» What the task asks
Copy the items below word for word, from the line containing "the woman's white" through the last line of the items, both ends included.

» Stored rows
▶
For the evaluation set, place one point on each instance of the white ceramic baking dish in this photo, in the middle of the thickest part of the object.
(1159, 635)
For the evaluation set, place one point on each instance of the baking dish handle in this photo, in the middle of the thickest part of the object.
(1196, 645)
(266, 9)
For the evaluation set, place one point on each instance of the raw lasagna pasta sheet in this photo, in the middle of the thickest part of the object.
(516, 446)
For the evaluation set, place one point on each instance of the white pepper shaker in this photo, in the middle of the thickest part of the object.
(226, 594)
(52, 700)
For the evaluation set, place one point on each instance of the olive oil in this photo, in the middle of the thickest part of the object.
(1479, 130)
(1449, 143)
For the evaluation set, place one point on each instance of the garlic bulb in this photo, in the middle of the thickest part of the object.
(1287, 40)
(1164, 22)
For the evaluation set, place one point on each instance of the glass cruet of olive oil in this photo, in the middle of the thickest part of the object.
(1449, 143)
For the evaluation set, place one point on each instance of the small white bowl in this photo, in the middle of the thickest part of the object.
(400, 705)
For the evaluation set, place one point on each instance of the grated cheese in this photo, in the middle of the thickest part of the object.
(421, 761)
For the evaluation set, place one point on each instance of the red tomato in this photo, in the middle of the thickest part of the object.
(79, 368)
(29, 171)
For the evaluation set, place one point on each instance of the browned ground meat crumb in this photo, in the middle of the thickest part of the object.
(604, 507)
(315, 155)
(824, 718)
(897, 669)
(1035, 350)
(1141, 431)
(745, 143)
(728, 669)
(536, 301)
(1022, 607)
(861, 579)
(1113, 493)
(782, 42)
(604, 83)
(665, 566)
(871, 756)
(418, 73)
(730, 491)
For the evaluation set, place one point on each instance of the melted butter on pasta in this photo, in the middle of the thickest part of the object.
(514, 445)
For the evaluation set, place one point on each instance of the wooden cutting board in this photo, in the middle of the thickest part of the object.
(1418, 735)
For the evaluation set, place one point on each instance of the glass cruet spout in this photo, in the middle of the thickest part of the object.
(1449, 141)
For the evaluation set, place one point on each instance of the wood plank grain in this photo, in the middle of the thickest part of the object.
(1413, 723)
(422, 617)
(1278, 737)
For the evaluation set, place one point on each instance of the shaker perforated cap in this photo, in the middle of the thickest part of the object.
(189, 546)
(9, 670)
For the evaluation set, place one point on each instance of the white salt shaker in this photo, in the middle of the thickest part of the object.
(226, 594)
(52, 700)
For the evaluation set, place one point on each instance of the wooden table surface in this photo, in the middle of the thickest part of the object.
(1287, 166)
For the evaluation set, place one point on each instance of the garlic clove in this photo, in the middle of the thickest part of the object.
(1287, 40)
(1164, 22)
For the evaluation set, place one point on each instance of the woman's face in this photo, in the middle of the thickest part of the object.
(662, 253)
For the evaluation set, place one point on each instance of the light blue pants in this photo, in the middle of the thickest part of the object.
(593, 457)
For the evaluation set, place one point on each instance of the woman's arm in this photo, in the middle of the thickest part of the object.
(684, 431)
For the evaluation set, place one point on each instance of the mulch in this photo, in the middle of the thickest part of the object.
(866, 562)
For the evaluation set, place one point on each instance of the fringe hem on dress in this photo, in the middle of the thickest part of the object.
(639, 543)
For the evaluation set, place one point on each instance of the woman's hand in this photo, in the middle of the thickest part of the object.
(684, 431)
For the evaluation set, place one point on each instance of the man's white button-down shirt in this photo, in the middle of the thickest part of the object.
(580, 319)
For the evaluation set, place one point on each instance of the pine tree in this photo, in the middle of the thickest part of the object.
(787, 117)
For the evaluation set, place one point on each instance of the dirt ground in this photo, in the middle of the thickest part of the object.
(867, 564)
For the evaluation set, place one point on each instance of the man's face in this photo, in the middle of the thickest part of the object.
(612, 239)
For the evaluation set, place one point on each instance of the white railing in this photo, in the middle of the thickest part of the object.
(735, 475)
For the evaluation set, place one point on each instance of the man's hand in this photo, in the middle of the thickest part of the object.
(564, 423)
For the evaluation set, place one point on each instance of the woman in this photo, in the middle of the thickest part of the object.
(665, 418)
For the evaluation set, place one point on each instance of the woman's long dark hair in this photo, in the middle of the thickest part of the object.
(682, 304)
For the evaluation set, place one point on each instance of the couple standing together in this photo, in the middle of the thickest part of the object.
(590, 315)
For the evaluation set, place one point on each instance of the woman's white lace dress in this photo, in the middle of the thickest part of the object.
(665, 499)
◀
» Full response
For the evaluation set, place one point on each instance of the woman's white lace dress in this photo, in the middle of the thickest part of the object.
(665, 499)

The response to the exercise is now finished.